Bryan Grant, producer with the YouTube channel New Car Spin, said he loved “the irony of their display” because Volvo is essentially calling out the industry. He pointed out that a lot of manufacturers tout vehicles that are autonomous or all-electric and yet they are not yet in production, while Volvo chose to avoid “cheap talk.”

What are the other cars people were buzzing about?

The Porsche 911 is the eighth iteration since the first prototype of the car was shown at the Frankfurt Auto Show in 1963. Those tweaks included one that seemed somewhat banale: a cup holder.

Not that it did not have a cup holder before, but it was less easy to access. Now, said Porsche spokesman Frank Weissman, it’s been “relocated to the center console from its former position above the glove compartment that you had to open.”

Weissman told DnA the emphasis is not just on performance but also convenience for the daily Porsche driver. He added that Porsche sells a third of its cars to the American market, and American drivers demand cup holders.  


Robin Page, Senior Vice President of Design at Volvo Cars, says they’ve gotten a big response to not putting a car on the show floor. Photo by Frances Anderton

Another tweak was a wet detection system to make the car more suited to driving on a wet road. But don’t drivers see if the road is wet? “We want to make them more aware of it,” said Weissman, “and it preconditions all the electronic stability control systems, ABS brakes, and so forth for the wet road.”

Another car that’s been getting buzz is the Genesis G70, a sports sedan from Hyundai's luxury division that's comparable to the BMW 3. It won best car from Motor Trend and was in the top 10 of Car and Driver’s top new cars.

And then Jeep unveiled the all-new Gladiator, a pickup version of the very popular Wrangler SUV.

Did GM’s announcement of factory closures cast a pall over the conference?

Very much so. Dave Vanderwerp, deputy online editor at Car and Driver, told DnA that the news “coming out of the holiday weekend seemed to hit especially hard.” He added, “we're located in Ann Arbor and a number of the slated plant closings are in and around -- a couple in Michigan and one in Ohio -- all in our area. So it definitely hits home.”

While the job losses are disastrous, there is a logic to the company’s decision, Sharon Carty of Automotive News told DnA.

“In the past the automakers tended to react to the bad economy. But right now the economy is still great. Car sales are still really good. But GM is signaling to the industry and to the world that there are headwinds coming and that they need to react,” she said.

::::::::

▶ Task 1
Please list every person named in the auto show excerpt.
▶ Task 2
Copy the auto show excerpt between "What are the" and "a cup holder.", inclusive.
The records have no connection to the auto show excerpt.

▶ Data excerpts
::::::::

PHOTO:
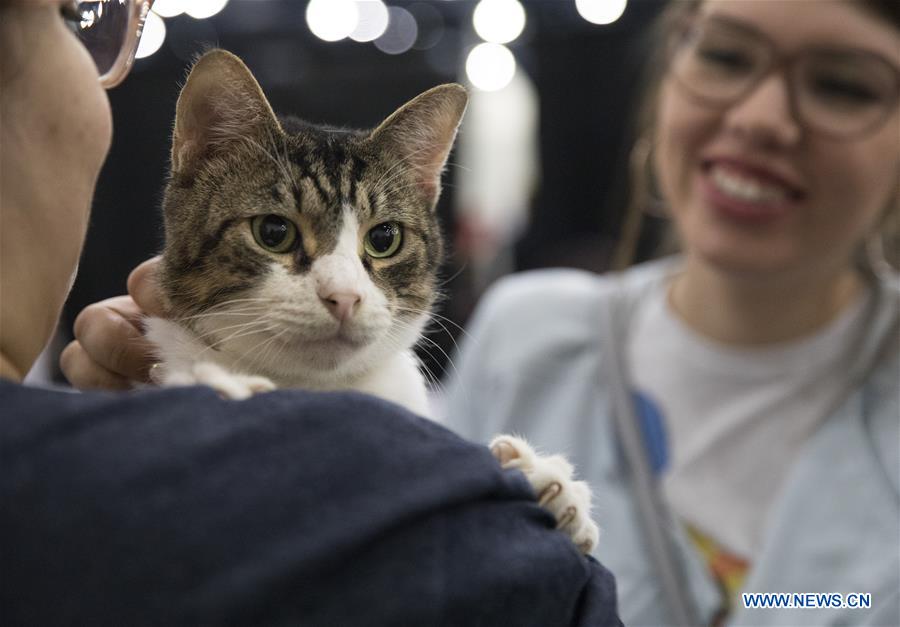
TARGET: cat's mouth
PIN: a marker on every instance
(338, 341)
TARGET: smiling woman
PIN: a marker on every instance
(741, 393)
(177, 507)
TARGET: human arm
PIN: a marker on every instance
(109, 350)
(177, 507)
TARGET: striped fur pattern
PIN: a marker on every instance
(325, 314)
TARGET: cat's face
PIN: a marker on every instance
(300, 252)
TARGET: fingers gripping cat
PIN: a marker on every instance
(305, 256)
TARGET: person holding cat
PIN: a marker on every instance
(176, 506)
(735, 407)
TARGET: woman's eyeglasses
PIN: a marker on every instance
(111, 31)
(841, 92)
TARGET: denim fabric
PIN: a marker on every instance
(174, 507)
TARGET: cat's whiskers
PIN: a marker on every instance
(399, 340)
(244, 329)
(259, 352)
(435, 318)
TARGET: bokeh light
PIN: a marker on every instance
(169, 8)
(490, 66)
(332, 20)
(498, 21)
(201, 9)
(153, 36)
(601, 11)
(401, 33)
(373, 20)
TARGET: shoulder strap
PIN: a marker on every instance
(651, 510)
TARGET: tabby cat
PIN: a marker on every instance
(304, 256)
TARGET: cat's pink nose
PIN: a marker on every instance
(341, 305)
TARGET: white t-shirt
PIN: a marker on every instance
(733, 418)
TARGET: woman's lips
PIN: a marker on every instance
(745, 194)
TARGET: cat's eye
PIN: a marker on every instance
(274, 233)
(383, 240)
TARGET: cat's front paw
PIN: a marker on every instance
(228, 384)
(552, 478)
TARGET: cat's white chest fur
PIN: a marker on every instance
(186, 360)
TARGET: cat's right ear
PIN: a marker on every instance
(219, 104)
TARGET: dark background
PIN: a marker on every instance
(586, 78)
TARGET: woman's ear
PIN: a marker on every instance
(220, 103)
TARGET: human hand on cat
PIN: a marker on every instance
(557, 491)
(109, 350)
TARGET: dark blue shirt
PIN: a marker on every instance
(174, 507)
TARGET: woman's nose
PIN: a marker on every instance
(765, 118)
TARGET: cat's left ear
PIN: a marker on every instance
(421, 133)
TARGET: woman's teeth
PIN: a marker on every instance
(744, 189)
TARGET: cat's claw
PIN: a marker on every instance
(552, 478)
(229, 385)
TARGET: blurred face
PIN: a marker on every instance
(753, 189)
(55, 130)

::::::::

▶ Expected answer 1
Bryan Grant, Frank Weissman, Robin Page, Frances Anderton, Dave Vanderwerp, Sharon Carty

▶ Expected answer 2
What are the other cars people were buzzing about?

The Porsche 911 is the eighth iteration since the first prototype of the car was shown at the Frankfurt Auto Show in 1963. Those tweaks included one that seemed somewhat banale: a cup holder.